__Task details__:
Gather every line in the records below that contains the word "jacket", and copy each of those lines in full.

__Records supplied__:
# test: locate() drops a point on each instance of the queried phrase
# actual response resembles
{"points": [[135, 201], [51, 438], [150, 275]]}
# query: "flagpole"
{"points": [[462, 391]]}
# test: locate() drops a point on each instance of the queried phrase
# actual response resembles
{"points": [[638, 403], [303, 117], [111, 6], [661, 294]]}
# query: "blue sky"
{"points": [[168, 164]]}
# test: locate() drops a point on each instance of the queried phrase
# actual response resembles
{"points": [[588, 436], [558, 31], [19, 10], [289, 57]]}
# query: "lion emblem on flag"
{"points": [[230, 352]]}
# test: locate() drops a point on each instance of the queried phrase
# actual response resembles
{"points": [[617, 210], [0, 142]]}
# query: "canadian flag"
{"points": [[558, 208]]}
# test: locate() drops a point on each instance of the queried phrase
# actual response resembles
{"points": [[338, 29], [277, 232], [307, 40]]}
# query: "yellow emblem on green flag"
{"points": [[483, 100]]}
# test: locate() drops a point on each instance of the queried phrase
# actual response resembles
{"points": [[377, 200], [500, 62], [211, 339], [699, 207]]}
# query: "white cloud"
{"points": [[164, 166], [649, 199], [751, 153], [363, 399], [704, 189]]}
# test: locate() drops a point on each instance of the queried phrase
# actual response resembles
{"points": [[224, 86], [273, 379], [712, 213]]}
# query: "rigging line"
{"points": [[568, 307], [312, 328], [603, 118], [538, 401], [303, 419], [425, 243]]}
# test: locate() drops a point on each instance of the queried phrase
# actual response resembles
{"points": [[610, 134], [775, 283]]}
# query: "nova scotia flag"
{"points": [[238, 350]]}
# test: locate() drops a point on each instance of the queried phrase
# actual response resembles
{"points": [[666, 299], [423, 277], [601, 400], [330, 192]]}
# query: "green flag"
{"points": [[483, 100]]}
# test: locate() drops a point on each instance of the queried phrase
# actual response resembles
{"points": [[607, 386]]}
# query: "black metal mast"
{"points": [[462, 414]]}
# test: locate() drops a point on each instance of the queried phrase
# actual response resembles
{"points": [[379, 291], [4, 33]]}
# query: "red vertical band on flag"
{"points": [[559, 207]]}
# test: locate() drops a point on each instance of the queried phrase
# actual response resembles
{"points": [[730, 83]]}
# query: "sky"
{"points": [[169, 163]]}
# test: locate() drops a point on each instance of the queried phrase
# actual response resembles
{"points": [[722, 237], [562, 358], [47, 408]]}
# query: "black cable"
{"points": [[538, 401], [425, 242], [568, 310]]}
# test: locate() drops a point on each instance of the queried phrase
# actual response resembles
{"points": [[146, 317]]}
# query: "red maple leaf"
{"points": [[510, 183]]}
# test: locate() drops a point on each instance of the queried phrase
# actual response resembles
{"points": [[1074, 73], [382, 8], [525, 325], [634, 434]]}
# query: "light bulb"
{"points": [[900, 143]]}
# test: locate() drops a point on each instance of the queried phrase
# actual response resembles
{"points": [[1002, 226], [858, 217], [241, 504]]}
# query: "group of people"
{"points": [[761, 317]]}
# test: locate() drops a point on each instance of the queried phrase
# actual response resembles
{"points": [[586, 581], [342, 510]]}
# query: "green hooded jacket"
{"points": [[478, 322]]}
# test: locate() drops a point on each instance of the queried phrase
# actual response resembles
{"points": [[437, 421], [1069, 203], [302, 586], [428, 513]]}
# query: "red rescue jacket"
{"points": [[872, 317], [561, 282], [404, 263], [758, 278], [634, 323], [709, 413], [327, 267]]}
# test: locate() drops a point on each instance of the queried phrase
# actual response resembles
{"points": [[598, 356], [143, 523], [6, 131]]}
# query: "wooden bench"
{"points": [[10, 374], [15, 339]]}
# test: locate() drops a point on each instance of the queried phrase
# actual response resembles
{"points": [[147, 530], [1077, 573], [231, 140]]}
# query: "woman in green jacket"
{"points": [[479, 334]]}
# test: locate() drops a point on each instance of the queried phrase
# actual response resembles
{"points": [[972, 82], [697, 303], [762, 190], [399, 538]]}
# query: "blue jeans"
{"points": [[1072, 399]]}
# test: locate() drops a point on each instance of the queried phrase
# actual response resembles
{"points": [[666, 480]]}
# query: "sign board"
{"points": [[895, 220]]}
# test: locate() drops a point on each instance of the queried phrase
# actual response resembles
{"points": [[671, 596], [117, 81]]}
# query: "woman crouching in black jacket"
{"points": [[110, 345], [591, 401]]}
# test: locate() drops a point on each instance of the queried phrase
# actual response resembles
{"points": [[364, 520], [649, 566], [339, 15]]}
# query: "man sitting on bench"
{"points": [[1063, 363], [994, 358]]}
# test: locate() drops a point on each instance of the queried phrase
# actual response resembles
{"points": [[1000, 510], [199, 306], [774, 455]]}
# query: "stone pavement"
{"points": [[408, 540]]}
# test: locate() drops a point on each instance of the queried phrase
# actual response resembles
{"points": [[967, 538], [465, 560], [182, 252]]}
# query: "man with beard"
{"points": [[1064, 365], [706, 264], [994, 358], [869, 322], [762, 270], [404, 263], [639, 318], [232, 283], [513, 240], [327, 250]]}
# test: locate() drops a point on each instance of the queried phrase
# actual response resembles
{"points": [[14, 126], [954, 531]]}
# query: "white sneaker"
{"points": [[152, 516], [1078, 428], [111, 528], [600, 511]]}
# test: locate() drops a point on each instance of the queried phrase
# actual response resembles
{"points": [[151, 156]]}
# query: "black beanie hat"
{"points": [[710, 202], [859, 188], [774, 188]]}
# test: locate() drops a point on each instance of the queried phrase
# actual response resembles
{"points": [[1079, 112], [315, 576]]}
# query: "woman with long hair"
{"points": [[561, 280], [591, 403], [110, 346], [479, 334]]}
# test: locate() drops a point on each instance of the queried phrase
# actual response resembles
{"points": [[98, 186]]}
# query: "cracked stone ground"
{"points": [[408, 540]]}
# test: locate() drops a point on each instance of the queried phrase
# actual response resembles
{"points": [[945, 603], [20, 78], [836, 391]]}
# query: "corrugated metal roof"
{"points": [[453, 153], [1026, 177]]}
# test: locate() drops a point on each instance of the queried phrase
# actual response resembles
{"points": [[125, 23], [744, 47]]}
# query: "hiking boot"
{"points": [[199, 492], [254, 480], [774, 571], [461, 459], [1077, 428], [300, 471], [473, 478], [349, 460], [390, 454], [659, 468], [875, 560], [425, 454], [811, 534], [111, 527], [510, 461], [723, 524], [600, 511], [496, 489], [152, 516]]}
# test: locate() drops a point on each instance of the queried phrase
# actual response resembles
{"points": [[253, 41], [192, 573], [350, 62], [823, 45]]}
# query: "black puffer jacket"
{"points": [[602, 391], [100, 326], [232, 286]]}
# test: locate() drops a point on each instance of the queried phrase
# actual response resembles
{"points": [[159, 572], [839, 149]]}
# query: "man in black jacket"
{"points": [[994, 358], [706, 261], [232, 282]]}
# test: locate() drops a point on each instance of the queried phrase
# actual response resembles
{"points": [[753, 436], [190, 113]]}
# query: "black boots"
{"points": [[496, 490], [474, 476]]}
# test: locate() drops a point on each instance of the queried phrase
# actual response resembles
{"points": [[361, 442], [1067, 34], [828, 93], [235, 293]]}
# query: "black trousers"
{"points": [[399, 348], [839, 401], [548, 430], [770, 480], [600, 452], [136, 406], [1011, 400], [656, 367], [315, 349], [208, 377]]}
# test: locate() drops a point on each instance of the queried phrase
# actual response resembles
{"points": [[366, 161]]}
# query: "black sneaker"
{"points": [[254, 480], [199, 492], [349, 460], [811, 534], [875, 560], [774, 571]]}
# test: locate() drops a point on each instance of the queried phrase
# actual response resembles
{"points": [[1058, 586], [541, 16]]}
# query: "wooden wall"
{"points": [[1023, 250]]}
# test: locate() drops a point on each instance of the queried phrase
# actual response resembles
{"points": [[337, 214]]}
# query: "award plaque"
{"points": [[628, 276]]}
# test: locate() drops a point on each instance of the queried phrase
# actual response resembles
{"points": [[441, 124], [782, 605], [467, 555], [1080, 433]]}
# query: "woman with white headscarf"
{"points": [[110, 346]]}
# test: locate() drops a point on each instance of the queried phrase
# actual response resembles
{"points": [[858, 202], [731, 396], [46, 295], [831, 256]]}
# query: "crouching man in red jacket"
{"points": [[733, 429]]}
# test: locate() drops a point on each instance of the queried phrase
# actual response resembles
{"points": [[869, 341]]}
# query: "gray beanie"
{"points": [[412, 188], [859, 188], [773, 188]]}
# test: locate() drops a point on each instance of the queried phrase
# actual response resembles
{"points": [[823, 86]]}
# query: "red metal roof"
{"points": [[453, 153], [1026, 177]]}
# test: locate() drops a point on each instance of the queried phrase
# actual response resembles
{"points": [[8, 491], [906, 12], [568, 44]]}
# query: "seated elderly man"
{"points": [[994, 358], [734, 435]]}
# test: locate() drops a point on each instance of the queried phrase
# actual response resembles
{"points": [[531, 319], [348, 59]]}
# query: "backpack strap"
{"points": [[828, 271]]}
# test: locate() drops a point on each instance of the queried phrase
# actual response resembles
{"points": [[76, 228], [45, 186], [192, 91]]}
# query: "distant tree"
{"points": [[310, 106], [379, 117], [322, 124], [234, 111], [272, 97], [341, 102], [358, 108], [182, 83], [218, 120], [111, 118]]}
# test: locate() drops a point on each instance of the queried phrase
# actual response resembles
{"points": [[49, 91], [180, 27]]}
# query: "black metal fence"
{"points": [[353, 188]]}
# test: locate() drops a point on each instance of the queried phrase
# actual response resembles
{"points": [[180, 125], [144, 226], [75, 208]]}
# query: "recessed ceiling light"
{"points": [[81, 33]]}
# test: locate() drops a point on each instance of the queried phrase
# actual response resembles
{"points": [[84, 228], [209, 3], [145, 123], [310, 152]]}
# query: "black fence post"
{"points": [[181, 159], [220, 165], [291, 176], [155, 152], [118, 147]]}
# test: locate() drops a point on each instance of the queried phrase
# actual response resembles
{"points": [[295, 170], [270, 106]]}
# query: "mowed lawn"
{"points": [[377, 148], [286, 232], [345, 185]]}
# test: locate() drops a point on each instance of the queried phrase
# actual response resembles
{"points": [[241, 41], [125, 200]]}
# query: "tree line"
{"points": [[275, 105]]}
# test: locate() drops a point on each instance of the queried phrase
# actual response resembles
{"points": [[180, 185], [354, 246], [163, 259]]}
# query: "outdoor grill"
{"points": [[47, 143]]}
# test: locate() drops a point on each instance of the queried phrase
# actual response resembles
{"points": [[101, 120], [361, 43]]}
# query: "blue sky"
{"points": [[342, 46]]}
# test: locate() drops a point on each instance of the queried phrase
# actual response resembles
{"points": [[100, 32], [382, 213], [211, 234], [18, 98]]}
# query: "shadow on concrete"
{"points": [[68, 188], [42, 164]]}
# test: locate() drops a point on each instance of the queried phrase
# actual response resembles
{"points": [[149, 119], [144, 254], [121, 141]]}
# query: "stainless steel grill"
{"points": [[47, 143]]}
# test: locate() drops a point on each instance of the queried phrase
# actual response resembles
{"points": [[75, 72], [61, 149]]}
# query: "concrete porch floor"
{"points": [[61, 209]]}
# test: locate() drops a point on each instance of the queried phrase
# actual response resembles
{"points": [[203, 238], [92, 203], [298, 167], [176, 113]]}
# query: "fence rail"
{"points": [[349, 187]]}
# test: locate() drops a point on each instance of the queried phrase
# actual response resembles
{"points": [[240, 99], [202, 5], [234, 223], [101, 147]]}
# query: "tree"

__Solved exercise__:
# query: "green hooded jacket"
# query: "red rescue jacket"
# query: "woman in green jacket"
# query: "woman crouching in black jacket"
# query: "black puffer jacket"
# query: "man in black jacket"
# query: "crouching man in red jacket"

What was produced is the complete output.